BEGIN Text under study

A Property Tax Tale of Two Cities
A version of this commentary appeared in the St. Louis Post-Dispatch.
It costs money to run cities, and that money comes from taxes. While governments at all levels waste that tax money to varying degrees, sometimes it is necessary to increase certain taxes to fund necessary services.
Right now in St. Louis County, two prominent suburbs have put property tax increase votes before their citizens in August. The first one is Clayton, the county seat and central business hub. The second one is Frontenac, a wealthy bedroom community with a major mall right in the center of St. Louis County.
Too often governments try to export the costs of running their cities to outsiders with tourist taxes, sales taxes, special district taxes, and so on. In the cases of Clayton and Frontenac, the best thing you can say about the proposals is that they are property taxes that will be paid by the residents and businesses of their respective communities. Of course, the businesses don’t vote—only the residents do. But businesses and residents all benefit from effective police, properly equipped fire departments, and well-maintained roads.
There is one difference between the two proposals. That is, simply, the size of the proposed property tax increases. Clayton’s proposal is relatively modest, at 18 cents per $100 dollars of assessed valuation. While Clayton has very valuable buildings and beautiful homes for which even a low-percentage increase will mean real money, at least at this reasonable level of increase people can fairly weigh the costs and benefits to the proposal. (As a point of reference, a home worth $500,000 would have a $171 tax increase.) Nobody is getting hammered with radical tax increases. What’s more, residents and businesses will see the same rate increase. They will share in the costs and benefits of the proposal.

END Text under study

Requirement 1: For each statement, answer yes or no according to the commentary on property taxes, and quote the exact words from it that decide the answer. (a) Clayton is the county seat of St. Louis County. (b) Businesses in Clayton and Frontenac get to vote on the proposals. (c) Under Clayton's proposal, residents would face a higher rate increase than businesses.
Requirement 2: Summarize the commentary on property taxes in two sentences.
Requirement 3: List every kind of tax that the commentary on property taxes names as a way governments try to export the costs of running their cities to outsiders.
The records aren't needed for anything asked here.

BEGIN Entries provided

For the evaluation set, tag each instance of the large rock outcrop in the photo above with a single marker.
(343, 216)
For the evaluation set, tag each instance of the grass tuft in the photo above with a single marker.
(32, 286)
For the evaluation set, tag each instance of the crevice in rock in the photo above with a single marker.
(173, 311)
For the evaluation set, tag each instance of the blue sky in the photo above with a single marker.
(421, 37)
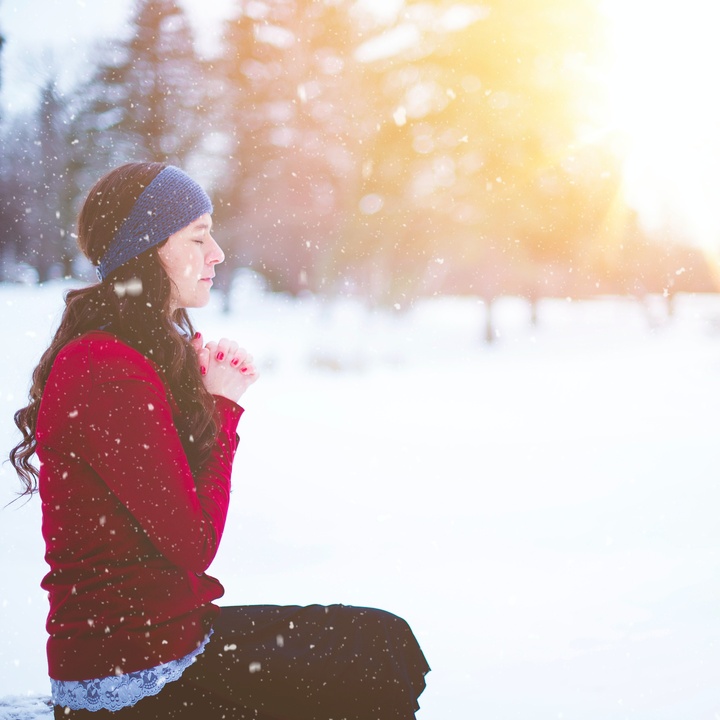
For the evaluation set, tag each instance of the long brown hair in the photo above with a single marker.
(133, 303)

END Entries provided

Answer area 1:
(a) Yes: "The first one is Clayton, the county seat and central business hub."
(b) No: "Of course, the businesses don’t vote—only the residents do."
(c) No: "What’s more, residents and businesses will see the same rate increase."

Answer area 2: Two St. Louis County suburbs, Clayton and Frontenac, have put property tax increases to a vote of their citizens in August, and those taxes would be paid by the residents and businesses of each community. The two proposals differ in the size of the increase, and Clayton's is relatively modest at 18 cents per $100 of assessed valuation, with residents and businesses seeing the same rate increase.

Answer area 3:
Tourist taxes
Sales taxes
Special district taxes